[Excerpts from a dataset]
↓↓↓

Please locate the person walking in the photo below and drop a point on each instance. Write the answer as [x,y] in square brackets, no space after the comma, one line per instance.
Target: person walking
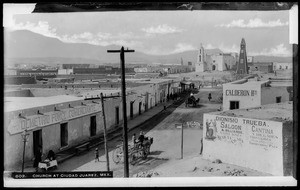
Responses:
[37,159]
[209,96]
[96,155]
[201,146]
[133,140]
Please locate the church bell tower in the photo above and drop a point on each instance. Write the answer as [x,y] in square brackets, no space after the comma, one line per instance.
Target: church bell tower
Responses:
[242,67]
[200,61]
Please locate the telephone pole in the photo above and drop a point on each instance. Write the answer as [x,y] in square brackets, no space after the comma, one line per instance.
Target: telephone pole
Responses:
[104,125]
[125,137]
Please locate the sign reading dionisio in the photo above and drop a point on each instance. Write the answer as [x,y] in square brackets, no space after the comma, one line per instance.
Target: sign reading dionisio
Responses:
[19,124]
[243,130]
[252,143]
[240,92]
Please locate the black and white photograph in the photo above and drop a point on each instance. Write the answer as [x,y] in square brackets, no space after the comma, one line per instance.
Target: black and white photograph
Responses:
[181,94]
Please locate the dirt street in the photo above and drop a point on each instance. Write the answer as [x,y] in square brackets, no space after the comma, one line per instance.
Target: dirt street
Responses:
[166,149]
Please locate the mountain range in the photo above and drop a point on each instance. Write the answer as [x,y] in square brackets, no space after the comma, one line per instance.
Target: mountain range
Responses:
[23,46]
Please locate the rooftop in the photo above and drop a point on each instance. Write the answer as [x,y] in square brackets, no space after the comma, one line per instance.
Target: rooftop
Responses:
[20,103]
[250,81]
[276,112]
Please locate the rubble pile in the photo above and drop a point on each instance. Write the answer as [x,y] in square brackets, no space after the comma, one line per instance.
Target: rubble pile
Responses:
[235,172]
[146,174]
[217,161]
[208,169]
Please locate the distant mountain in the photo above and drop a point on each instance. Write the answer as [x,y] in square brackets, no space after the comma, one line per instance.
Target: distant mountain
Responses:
[24,46]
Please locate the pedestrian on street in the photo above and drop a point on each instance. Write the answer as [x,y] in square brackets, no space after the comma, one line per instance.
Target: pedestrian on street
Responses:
[209,96]
[201,146]
[96,155]
[37,159]
[133,139]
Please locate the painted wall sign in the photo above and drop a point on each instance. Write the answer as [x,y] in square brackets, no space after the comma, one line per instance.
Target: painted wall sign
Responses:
[19,124]
[241,130]
[252,143]
[240,92]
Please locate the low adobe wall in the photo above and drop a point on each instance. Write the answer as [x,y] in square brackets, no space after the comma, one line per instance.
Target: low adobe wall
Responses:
[251,143]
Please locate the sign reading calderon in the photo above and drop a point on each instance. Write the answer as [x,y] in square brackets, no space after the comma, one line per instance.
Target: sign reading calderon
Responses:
[247,142]
[19,124]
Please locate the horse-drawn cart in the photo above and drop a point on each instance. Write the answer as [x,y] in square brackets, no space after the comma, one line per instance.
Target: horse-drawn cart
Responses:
[192,101]
[135,151]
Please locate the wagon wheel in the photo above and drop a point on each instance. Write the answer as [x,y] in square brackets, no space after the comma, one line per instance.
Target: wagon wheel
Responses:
[132,158]
[144,152]
[117,155]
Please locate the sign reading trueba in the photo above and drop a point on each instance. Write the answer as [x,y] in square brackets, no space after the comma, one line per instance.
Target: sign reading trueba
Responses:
[252,143]
[240,92]
[20,124]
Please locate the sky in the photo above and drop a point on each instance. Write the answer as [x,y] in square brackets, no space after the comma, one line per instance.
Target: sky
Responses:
[161,32]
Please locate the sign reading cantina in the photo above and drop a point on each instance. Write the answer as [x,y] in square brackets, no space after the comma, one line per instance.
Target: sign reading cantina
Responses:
[18,125]
[249,132]
[241,92]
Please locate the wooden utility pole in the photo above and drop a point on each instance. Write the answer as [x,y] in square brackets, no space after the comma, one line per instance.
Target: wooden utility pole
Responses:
[125,137]
[182,141]
[104,124]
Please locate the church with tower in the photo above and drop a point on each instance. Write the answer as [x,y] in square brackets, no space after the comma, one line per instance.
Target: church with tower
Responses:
[215,61]
[242,66]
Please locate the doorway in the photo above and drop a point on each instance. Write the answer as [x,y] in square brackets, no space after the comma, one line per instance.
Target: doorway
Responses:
[278,99]
[64,134]
[117,116]
[93,126]
[146,101]
[234,105]
[131,110]
[37,141]
[140,108]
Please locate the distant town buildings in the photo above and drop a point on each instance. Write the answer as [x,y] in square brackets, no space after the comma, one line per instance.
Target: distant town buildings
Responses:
[247,93]
[215,62]
[242,66]
[58,122]
[168,69]
[266,67]
[260,138]
[282,66]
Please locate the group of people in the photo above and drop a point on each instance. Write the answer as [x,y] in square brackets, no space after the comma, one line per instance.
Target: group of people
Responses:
[38,157]
[138,141]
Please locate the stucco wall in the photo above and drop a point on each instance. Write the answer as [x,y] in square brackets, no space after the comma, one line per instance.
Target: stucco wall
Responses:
[245,101]
[18,93]
[269,94]
[78,124]
[256,145]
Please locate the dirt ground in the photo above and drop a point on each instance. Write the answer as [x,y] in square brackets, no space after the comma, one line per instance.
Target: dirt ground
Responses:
[165,155]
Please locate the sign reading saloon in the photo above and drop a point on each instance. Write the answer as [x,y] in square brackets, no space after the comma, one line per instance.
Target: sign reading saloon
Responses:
[240,92]
[18,125]
[242,131]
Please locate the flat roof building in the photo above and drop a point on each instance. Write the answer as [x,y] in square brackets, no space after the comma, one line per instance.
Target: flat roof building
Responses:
[260,138]
[247,93]
[60,122]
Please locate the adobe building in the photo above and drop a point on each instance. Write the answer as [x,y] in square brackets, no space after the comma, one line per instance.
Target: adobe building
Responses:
[242,66]
[215,62]
[247,93]
[64,121]
[259,138]
[282,66]
[265,67]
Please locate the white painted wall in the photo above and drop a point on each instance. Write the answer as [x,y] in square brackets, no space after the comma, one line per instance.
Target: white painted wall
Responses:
[238,143]
[245,101]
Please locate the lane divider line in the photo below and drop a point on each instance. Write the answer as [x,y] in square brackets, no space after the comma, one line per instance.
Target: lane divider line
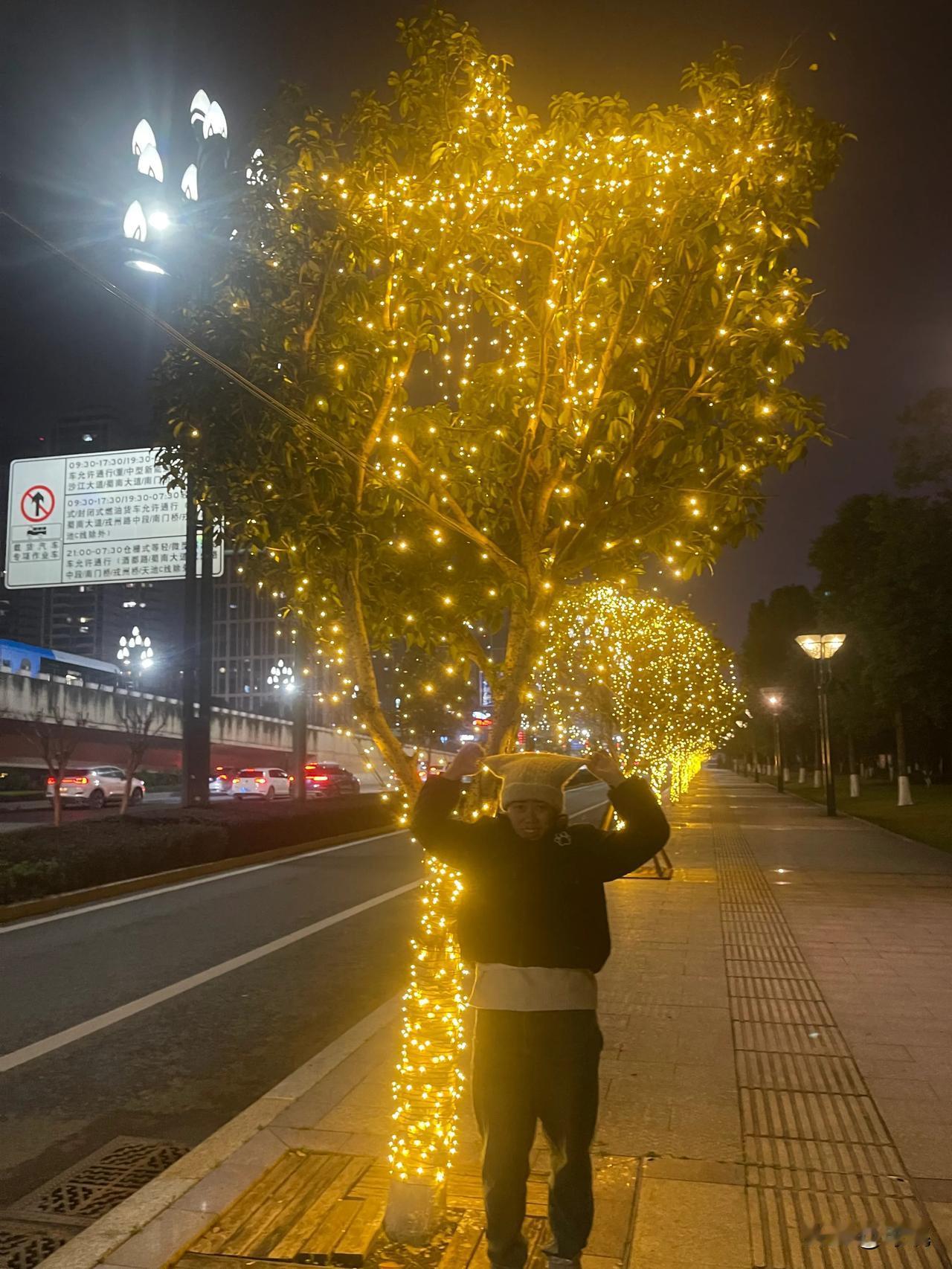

↑↑↑

• [About this exercise]: Set down exactly, and only, the lines from the one holding "Target: flat roof building" to the end of the records above, leaving every picture out.

• [Finished exercise]:
Target: flat roof building
Responses:
[260,138]
[247,93]
[60,122]
Please locate the adobe building in the photo above and drop a point on each instance. Write the answer as [x,y] in square brackets, no space after the comma, one line per instance.
Target: adobe building
Responses:
[242,66]
[215,62]
[247,93]
[64,121]
[259,138]
[282,66]
[265,67]
Please locate the white painted wall in the photo above and drop a point on each instance. Write the answer as [x,y] in square brackets, no space after the comma, one line per instance.
Target: white painted wall
Responses:
[238,143]
[245,101]
Please locate the lane divider line in the photo below and drop a point on each instance. Write the answer as [x,y] in square brackets, no space after the comma, one line per instance.
Target: lane divider line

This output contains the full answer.